**WHAT THE TASK REQUIRES:** Reproduce every one of the entries below word for word, changing nothing and leaving nothing out.
begin
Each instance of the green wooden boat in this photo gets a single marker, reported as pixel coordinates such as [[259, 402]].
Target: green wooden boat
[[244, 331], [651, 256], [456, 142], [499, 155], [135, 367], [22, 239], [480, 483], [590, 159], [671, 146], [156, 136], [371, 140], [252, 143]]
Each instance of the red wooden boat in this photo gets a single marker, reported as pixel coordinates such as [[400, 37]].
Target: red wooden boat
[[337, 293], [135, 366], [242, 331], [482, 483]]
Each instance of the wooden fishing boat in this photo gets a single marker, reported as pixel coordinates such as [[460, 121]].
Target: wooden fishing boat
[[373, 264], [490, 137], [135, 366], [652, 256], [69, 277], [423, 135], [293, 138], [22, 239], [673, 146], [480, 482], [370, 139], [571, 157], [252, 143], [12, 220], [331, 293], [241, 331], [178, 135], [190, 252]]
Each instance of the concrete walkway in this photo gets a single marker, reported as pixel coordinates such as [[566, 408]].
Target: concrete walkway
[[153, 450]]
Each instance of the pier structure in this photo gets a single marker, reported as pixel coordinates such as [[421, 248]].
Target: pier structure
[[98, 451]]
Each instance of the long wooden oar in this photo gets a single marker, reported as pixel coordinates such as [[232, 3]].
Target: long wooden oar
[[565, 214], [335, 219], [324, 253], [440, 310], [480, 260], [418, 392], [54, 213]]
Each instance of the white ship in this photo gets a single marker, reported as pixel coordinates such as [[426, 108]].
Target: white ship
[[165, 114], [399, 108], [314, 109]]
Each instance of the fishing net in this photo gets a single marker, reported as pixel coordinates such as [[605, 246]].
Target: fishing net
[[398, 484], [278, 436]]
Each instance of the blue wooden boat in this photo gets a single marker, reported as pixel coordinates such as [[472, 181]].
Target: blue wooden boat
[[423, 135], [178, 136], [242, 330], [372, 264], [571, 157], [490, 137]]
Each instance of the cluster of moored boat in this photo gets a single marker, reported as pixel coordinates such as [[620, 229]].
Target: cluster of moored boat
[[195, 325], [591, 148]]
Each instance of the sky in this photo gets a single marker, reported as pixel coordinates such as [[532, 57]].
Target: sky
end
**REPLY TO THE TASK:**
Each instance of the green wooden boat in this photo gets a single marker, reported as pixel coordinates such as [[259, 402]].
Target: green wooden boat
[[244, 331], [651, 256], [456, 142], [499, 155], [135, 367], [22, 239], [480, 483], [590, 159], [671, 146], [156, 136], [371, 140], [252, 143]]
Each instance of the red wooden boat in this photo gets a single marker, reported as pixel coordinates such as [[400, 37]].
Target: red wooden boat
[[337, 293], [135, 366], [242, 331], [482, 483]]
Each instance of the wooden fishing boat in this photo gets a single marker, reported as pixel coordinates such as [[460, 121]].
Target: wooden fishing boat
[[373, 264], [490, 137], [135, 366], [652, 256], [69, 277], [423, 135], [293, 138], [22, 239], [673, 146], [480, 482], [370, 139], [571, 157], [252, 143], [12, 220], [331, 293], [241, 331], [178, 135], [190, 252]]
Each instance of the concrete walkway in this photo gets a single marker, reported as pixel coordinates such as [[566, 408]].
Target: concrete walkway
[[153, 450]]
Each instance of the pier structure in this photo gets a single marker, reported as pixel coordinates such as [[421, 248]].
Target: pier structure
[[98, 451]]
Each instance of the long wooden oar in this photo gets a single marker, reported as pixel coordinates such as [[232, 3]].
Target: long wooden oar
[[565, 214], [335, 219], [324, 253], [440, 310], [480, 260], [418, 392], [54, 213]]
Each instance of the white ship in this photo gets a single marker, reported as pixel coordinates such as [[426, 108]].
Target: white ship
[[165, 114], [399, 108], [314, 109]]
Each instance of the fishing net in this photo gets a single marker, reported as pixel coordinates such as [[605, 246]].
Target: fishing net
[[398, 484], [278, 436]]
Each instance of the blue wooden boat in this photo gets a single marker, reported as pixel coordinates such as [[472, 181]].
Target: blue wooden boat
[[423, 135], [178, 136], [242, 330], [372, 264], [571, 157], [490, 137]]
Each instance of the cluster of moored boat in this photo gets a single marker, reported as pixel coordinates such as [[620, 229]].
Target: cluster of moored boat
[[195, 325], [591, 148]]
Each instance of the sky in this photo gets a single marker, reported as pixel coordinates such as [[532, 57]].
Target: sky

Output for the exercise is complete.